The U.S. invasion in 2003 shattered the largely secular ruling Baathist party that cultivated support among Sunnis and kept Shiites especially oppressed. The U.S. imperialists have worked out arrangements with a number of theocratic Shiite forces -- including training their militia forces within the puppet ranks of so-called "Iraqi National Army." These forces have been documented carrying out brutal ethnic-cleaning and torture of Sunni people in the name of the Iraqi national government and in alliance with the U.S. occupation forces. The U.S. has allowed and sponsored all this as as a way of setting Iraqis against each other and suppressing elements of the resistance to the occupation. [See the article "Bush's Plan for Victory Part I: Ethnic Cleansing and Stone Age Bombing, Revolution 26 at revcom.us]

Now the election victory of these theocratic forces, and the prospect of their open domination of the central government, raises serious questions about whether the country as a whole can hold together.

The other concern the U.S. has is that the dominant parties in the new government are closely aligned with the theocratic government of neighboring Iran. The election victory of this Shiite religious coalition might increase the influence of the Iranian government in southern Iraq, and its power throughout the whole strategic Gulf region. After Iraq's election, Ayatollah Ahmad Jannati, who heads the Iranian government's powerful Guardian Council, said: "We are happy with all that has happened in Iraq, including the elections and the victory of the encompassing and Islamist alliance. Considering this trend, we can determine that a stable Islamic rule is being established in this country."

Task item:
For each statement below, decide whether it agrees with the passage on Iraq's election. Answer yes or no, and quote the exact words from the passage that decide it. (a) The Baathist party kept Shiites especially oppressed. (b) Ayatollah Ahmad Jannati heads the Iranian government's Guardian Council. (c) The dominant parties in the new government are closely aligned with the government of Saudi Arabia. The records have no connection to the passage on Iraq's election.

Records shown:
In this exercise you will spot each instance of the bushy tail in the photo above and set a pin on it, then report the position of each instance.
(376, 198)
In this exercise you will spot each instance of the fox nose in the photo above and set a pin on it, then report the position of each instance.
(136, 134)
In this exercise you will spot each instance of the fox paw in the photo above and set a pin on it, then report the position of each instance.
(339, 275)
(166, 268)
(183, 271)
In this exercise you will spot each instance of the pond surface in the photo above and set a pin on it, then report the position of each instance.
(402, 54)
==
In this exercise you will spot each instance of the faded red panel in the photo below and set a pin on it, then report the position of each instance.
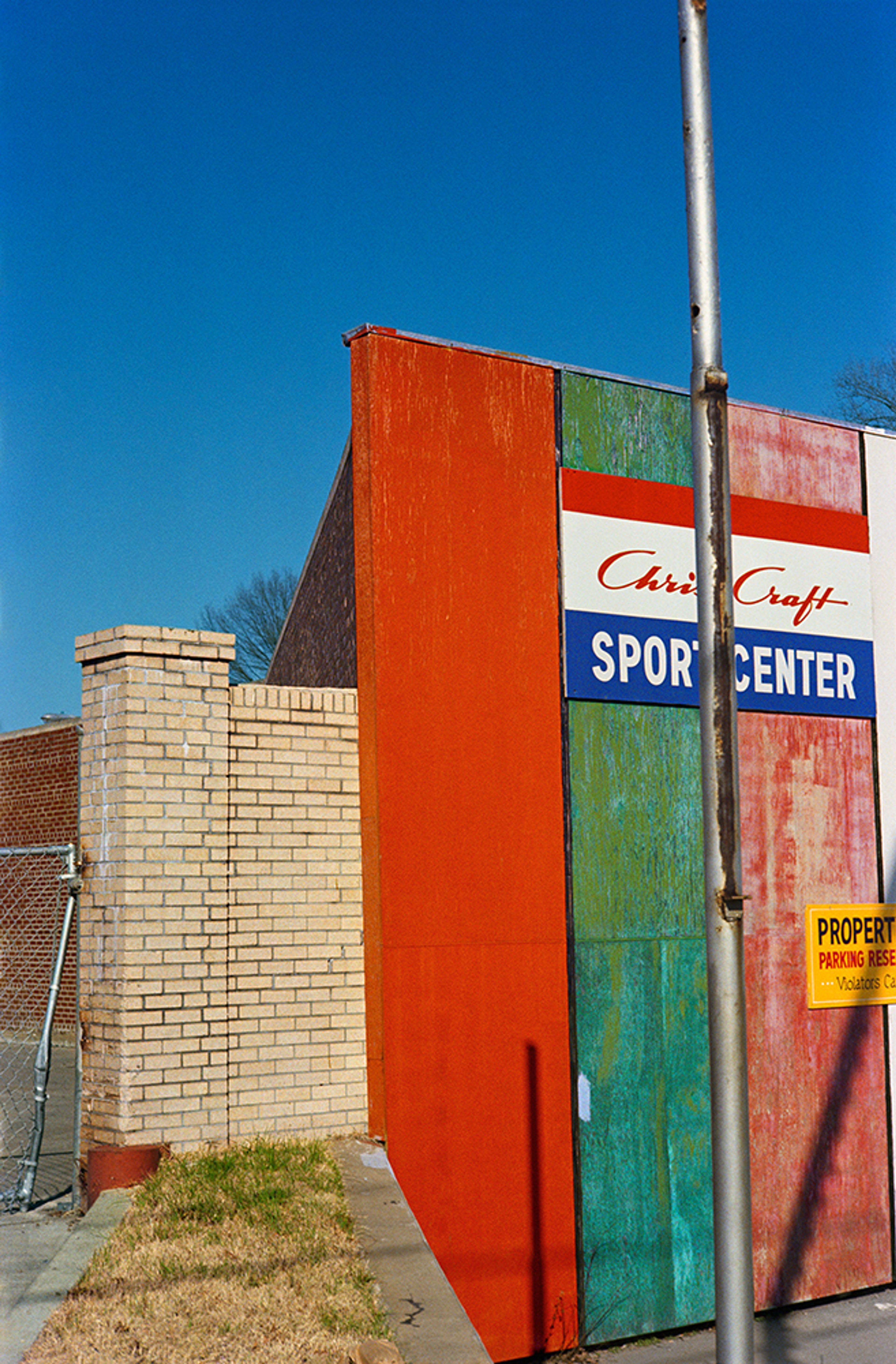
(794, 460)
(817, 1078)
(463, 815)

Written answer:
(a) Yes: "kept Shiites especially oppressed."
(b) Yes: "who heads the Iranian government's powerful Guardian Council."
(c) No: "closely aligned with the theocratic government of neighboring Iran."